TEXT SEGMENT —
******
2.     The attached web excerpt from romper.com introduces 7 tasty drinks that do not cause a horrible hangover.  The wording “tasty” is used to refer to alcoholic drinks that taste good. See  http://www.romper.com/p/7-tasty-drinks-that-wont-give-you-a-horrible-hangover-1603

3.     The attached web excerpt for Visit Aruba Blog lists 11 tasty drinks to try in Aruba.  The wording “tasty” is used to describe alcoholic cocktails with good taste. See http://www.visitaruba.com/blog/dining/11-tasty-drinks-to-try-in-aruba/

4.     The attached web excerpt for Mantastic Pursuits specifies 10 tasty alcoholic drinks that are under 150 calories.

5.     The attached excerpt for Country Wine & Spirits introduces a cream liqueur called “Rum Chata” and states that it can be “used in delicious holiday desserts or just some really tasty alcoholic drinks.”  The wording “tasty” is used in connection with an alcoholic drink to describe alcoholic drinks that taste good.

 

More importantly, the applicant’s own use of the term supports that the proposed wording “tasty” is descriptive in the context of alcoholic goods.  In the attached web excerpt, the applicant provides holiday party drink recipes and refers to them as “tasty drinks.”  See http://tasty.co/compilation/tasty-drinks-for-your-holiday-party  As such, the proposed mark “TASTY” when used in connection with the applicant’s alcoholic drinks in International Class 33 immediately and directly describes an attribute or characteristic of the applicant’s goods as being “tasty” or having good taste.

 

As the applicant stated, a mark is suggestive if some imagination, thought, or perception is needed to understand the nature of the goods and/or services described in the mark; whereas a descriptive term immediately and directly conveys some information about the goods and/or services.  See Stoncor Grp., Inc. v. Specialty Coatings, Inc., 759 F.3d 1327, 1332, 111 USPQ2d 1649, 1652 (Fed. Cir. 2014) (citing DuoProSS Meditech Corp. v. Inviro Med. Devices, Ltd., 695 F.3d 1247, 1251-52, 103 USPQ2d 1753, 1755 (Fed. Cir. 2012)); TMEP §1209.01(a).  In the present case, the evidence clearly supports that propose mark is merely descriptive of the applicant’s goods because the term immediately and directly conveys that the applicant’s goods taste good.
******
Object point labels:
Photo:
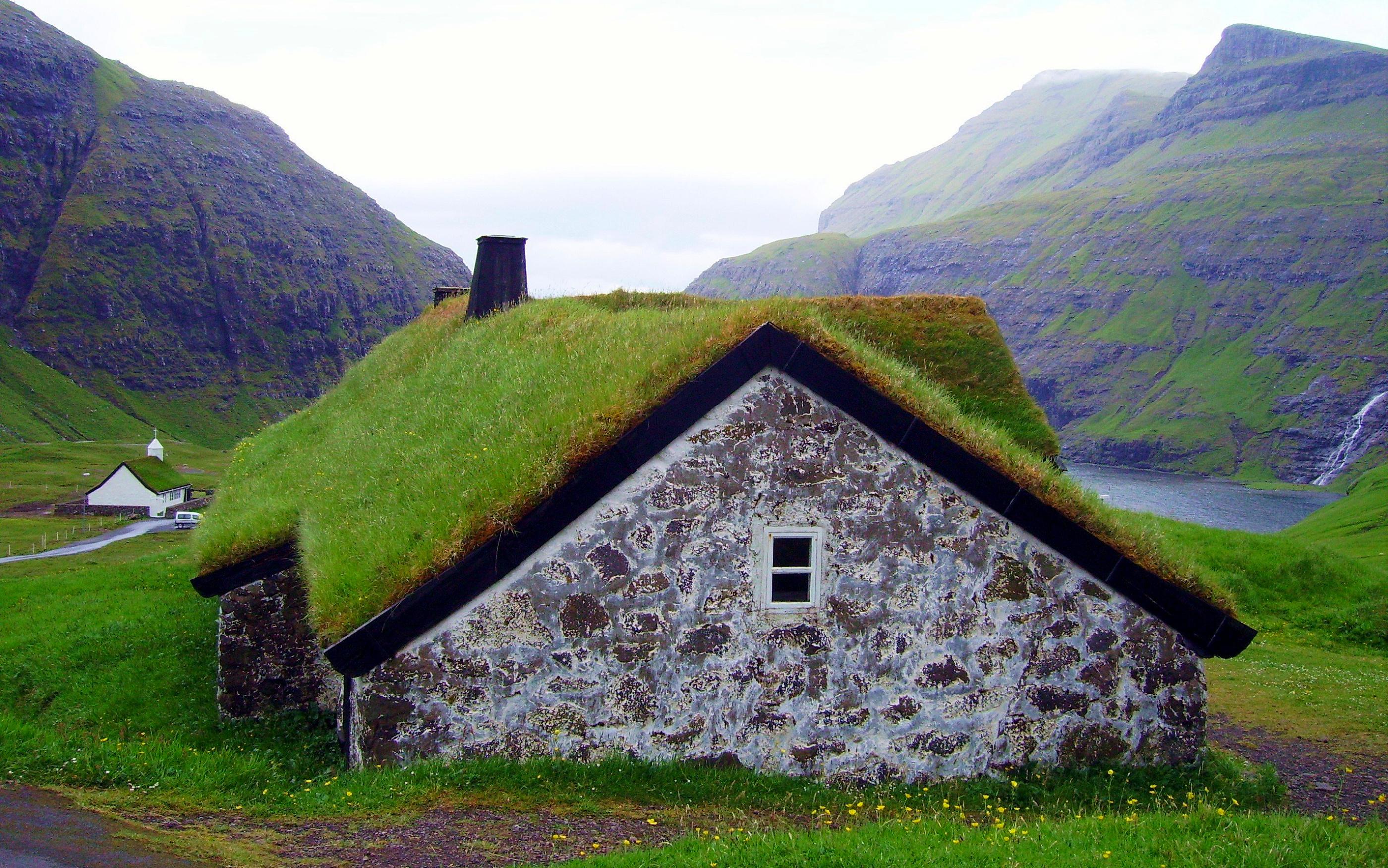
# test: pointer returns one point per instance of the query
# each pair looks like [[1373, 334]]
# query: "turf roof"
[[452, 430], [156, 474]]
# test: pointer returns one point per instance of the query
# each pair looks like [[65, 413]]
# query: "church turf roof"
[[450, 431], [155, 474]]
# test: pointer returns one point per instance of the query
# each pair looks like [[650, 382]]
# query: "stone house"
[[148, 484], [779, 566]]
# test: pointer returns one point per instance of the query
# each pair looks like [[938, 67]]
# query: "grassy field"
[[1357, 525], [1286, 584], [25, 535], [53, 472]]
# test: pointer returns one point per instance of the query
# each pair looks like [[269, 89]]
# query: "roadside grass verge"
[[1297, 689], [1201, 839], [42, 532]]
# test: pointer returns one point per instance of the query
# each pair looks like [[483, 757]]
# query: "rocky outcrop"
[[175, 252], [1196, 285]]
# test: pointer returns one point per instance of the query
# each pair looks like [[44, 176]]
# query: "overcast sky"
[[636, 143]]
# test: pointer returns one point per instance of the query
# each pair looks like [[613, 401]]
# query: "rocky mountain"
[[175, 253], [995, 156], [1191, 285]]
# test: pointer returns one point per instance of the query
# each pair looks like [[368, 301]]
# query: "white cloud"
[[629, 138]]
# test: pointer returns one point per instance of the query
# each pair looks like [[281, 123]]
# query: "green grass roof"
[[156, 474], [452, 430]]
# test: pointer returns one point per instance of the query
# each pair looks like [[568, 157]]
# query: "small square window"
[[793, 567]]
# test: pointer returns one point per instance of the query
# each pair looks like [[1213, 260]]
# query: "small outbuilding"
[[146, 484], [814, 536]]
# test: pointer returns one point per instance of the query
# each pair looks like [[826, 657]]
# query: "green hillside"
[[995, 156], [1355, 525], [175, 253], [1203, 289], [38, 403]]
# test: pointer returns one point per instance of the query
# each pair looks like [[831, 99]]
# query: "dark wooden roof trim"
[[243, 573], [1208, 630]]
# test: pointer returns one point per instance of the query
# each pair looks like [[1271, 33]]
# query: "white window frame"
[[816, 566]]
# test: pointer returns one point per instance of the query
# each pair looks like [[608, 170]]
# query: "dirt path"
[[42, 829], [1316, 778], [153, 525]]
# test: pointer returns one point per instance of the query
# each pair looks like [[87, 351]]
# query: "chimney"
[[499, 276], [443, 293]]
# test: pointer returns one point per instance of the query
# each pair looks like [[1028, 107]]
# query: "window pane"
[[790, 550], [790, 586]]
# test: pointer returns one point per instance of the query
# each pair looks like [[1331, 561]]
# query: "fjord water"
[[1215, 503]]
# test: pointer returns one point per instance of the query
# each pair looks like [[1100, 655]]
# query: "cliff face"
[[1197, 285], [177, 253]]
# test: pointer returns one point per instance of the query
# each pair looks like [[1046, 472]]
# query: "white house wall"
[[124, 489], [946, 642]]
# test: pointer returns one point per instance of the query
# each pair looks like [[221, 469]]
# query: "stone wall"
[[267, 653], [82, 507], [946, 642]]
******
WHAT THE TASK REQUIRES —
Set down the passage from the trademark excerpt about the word "tasty" word for word, starting at "As the applicant" and ending at "goods taste good.".

WRITTEN REPLY —
As the applicant stated, a mark is suggestive if some imagination, thought, or perception is needed to understand the nature of the goods and/or services described in the mark; whereas a descriptive term immediately and directly conveys some information about the goods and/or services.  See Stoncor Grp., Inc. v. Specialty Coatings, Inc., 759 F.3d 1327, 1332, 111 USPQ2d 1649, 1652 (Fed. Cir. 2014) (citing DuoProSS Meditech Corp. v. Inviro Med. Devices, Ltd., 695 F.3d 1247, 1251-52, 103 USPQ2d 1753, 1755 (Fed. Cir. 2012)); TMEP §1209.01(a).  In the present case, the evidence clearly supports that propose mark is merely descriptive of the applicant’s goods because the term immediately and directly conveys that the applicant’s goods taste good.